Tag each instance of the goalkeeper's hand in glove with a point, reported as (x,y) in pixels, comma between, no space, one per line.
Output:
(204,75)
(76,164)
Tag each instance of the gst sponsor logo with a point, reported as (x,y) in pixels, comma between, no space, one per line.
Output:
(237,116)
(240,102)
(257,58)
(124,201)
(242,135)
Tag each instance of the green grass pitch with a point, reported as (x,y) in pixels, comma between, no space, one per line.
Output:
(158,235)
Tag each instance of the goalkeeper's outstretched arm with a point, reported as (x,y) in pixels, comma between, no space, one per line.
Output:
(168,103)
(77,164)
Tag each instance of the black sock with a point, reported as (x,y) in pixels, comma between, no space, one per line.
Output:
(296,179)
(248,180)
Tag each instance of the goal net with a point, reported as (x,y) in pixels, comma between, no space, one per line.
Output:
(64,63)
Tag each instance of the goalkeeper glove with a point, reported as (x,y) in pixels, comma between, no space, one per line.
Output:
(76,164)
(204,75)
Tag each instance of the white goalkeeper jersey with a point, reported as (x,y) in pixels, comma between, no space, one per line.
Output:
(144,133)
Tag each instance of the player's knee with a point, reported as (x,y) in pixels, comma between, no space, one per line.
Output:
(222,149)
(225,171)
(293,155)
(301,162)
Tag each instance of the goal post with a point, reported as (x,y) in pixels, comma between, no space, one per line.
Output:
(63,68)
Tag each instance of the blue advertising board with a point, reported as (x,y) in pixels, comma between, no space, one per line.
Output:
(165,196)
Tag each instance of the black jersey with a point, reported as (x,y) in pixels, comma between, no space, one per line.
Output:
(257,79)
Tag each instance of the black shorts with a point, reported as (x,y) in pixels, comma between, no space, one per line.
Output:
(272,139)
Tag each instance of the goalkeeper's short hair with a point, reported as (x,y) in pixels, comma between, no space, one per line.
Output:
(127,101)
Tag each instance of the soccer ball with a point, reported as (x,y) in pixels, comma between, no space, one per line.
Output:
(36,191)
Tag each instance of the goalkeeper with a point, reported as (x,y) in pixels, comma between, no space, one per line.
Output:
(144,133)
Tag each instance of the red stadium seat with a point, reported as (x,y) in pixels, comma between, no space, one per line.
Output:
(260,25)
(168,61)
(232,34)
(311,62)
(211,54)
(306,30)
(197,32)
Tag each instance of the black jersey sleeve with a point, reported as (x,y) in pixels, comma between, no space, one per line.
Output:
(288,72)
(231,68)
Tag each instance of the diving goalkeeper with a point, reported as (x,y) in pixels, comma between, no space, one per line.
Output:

**REQUIRED WORK:** Copy out the stretch of the records from the line containing "Tag each instance of the black jersey sleeve" through the end of the records, both ends included, with the requests kept. Multiply every point coordinate in the answers by 2.3 and round each to a whole number, with halves rounded up.

**SOLVED PROBLEM:**
Tag each instance of the black jersey sleeve with a point, reported as (x,y) in pixels, comma between, no space, one per line.
Output:
(662,166)
(531,156)
Tag each instance of the diving goalkeeper with a point, reported as (x,y) in pixels, comma between, no space, one per line.
Output:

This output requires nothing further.